» About this exercise:
Produce the records below again, word for word, but stop after the line that contains "positive clicks: (257, 39) (252, 0)".

» Available records:
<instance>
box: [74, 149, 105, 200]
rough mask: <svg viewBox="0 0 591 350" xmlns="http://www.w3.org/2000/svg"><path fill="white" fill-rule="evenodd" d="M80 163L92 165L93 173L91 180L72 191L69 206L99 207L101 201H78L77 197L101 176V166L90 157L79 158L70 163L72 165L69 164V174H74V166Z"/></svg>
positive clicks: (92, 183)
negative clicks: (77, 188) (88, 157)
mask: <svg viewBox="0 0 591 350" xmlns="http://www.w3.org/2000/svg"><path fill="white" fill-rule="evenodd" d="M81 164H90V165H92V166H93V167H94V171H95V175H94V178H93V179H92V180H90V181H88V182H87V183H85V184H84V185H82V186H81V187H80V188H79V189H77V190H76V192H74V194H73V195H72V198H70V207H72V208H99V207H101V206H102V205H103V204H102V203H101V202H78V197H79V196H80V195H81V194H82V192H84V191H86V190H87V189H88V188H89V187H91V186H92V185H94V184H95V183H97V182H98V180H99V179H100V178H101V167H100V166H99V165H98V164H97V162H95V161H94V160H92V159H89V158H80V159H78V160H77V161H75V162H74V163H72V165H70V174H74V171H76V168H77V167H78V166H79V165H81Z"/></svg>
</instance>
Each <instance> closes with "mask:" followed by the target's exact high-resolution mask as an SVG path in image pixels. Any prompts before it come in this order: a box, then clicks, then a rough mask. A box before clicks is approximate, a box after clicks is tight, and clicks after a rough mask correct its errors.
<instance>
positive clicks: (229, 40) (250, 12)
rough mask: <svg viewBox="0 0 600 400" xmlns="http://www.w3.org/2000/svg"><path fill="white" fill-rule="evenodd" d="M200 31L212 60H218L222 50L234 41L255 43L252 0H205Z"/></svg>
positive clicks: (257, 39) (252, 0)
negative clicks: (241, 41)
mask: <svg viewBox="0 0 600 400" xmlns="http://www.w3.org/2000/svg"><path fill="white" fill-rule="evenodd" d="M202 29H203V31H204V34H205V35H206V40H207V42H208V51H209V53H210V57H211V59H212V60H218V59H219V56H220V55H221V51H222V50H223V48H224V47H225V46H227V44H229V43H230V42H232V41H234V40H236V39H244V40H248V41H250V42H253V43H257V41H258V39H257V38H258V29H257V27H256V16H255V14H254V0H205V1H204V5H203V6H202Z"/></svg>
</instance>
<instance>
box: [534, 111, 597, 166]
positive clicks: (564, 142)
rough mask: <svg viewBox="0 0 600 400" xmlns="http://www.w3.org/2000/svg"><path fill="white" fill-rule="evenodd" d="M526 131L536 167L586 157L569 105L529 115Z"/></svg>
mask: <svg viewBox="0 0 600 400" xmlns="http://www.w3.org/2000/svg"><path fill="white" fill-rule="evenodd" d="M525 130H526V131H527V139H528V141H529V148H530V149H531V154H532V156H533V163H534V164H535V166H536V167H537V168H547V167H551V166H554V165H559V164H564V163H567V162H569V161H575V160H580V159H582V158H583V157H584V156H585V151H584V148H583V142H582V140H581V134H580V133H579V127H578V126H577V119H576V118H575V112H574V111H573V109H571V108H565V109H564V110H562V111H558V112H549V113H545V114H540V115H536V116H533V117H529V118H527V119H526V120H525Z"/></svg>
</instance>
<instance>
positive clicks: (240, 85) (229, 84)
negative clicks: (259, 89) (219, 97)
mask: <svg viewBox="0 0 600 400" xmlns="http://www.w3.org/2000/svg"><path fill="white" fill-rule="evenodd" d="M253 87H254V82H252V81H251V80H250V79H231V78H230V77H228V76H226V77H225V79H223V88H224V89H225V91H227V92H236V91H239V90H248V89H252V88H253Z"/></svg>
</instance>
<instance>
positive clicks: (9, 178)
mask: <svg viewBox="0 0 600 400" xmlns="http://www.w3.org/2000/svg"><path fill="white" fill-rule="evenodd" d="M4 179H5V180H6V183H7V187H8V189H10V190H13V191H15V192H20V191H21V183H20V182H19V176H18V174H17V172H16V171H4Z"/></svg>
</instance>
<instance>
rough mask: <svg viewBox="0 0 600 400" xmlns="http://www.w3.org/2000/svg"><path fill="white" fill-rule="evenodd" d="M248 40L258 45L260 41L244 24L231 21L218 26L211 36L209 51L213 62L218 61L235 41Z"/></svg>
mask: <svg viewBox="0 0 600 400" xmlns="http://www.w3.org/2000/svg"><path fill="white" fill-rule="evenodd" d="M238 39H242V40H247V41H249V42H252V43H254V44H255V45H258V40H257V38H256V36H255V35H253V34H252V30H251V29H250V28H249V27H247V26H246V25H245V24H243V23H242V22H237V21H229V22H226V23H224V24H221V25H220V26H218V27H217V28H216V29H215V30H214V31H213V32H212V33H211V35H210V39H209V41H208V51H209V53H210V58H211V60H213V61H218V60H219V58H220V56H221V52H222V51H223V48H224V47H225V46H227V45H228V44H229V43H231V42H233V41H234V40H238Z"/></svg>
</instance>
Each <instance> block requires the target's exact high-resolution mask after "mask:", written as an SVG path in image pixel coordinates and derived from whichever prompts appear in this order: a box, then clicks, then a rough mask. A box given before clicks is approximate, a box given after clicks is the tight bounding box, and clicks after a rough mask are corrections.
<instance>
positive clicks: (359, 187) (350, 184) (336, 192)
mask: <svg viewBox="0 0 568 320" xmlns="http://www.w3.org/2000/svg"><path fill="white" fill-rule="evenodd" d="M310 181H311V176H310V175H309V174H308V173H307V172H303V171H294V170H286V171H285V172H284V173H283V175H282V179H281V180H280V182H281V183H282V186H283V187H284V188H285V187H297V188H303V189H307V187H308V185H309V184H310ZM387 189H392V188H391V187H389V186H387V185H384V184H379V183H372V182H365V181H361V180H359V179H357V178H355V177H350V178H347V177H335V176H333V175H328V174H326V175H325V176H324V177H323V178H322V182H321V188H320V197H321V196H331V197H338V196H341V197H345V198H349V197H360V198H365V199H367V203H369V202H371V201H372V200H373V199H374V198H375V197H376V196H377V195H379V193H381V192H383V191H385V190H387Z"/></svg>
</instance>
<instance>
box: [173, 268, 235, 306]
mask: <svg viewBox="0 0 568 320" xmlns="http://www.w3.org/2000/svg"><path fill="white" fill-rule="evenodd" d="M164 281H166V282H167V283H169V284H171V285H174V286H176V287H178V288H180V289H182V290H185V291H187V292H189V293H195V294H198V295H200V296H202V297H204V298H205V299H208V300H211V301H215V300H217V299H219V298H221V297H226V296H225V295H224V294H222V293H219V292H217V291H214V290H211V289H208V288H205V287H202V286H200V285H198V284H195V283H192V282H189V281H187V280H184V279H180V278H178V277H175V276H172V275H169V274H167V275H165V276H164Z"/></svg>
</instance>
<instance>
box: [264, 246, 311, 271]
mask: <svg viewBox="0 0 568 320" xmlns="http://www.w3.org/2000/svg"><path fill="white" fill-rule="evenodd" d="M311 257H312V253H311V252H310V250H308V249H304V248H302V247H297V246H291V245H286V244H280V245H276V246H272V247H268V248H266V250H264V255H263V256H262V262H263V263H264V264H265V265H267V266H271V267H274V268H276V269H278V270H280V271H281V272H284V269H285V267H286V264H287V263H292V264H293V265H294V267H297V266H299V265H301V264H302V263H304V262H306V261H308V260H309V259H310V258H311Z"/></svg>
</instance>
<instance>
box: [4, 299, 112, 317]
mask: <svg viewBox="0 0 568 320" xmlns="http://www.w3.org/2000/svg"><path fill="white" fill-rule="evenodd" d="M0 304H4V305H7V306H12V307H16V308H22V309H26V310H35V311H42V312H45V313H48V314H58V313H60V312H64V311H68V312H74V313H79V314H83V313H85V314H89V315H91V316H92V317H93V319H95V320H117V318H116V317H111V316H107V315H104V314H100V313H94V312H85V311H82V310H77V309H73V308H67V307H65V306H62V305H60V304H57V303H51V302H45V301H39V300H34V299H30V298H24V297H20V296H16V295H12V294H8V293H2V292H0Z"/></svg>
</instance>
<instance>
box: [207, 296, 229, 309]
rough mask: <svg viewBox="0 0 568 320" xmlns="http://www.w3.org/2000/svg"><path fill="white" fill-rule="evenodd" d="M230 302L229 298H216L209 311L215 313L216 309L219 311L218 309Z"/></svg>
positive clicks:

» Task output:
<instance>
box: [74, 149, 105, 200]
rough mask: <svg viewBox="0 0 591 350" xmlns="http://www.w3.org/2000/svg"><path fill="white" fill-rule="evenodd" d="M80 163L92 165L93 173L91 180L72 191L69 206L99 207L101 201H78L77 197L101 176V166L90 157L79 158L70 163L72 165L69 164V174H74V166Z"/></svg>
positive clicks: (92, 183)
negative clicks: (77, 188) (88, 157)
mask: <svg viewBox="0 0 591 350" xmlns="http://www.w3.org/2000/svg"><path fill="white" fill-rule="evenodd" d="M81 164H90V165H92V166H93V167H94V171H95V175H94V178H93V179H92V180H90V181H88V182H87V183H85V184H84V185H82V186H81V187H80V188H79V189H77V190H76V192H74V194H73V195H72V198H70V207H72V208H99V207H101V206H102V205H103V204H102V203H101V202H78V197H79V196H80V195H81V194H82V192H84V191H86V190H87V189H88V188H89V187H91V186H92V185H94V184H95V183H97V182H98V180H99V179H100V178H101V167H100V166H99V165H98V164H97V162H95V161H94V160H92V159H89V158H80V159H78V160H77V161H75V162H74V163H72V165H70V174H74V171H76V168H77V167H78V166H79V165H81Z"/></svg>
</instance>
Each <instance> closes with "mask:" followed by the target's exact high-resolution mask as an SVG path in image pixels. Any prompts before it come in this order: a box, then clicks, then a rough mask. A box before clicks is approximate, a box after clicks is tight, and clicks after a rough mask correct its errors.
<instance>
positive clicks: (229, 40) (250, 12)
rough mask: <svg viewBox="0 0 600 400" xmlns="http://www.w3.org/2000/svg"><path fill="white" fill-rule="evenodd" d="M200 31L212 60H218L222 50L234 41L255 43L252 0H205Z"/></svg>
positive clicks: (257, 39) (252, 0)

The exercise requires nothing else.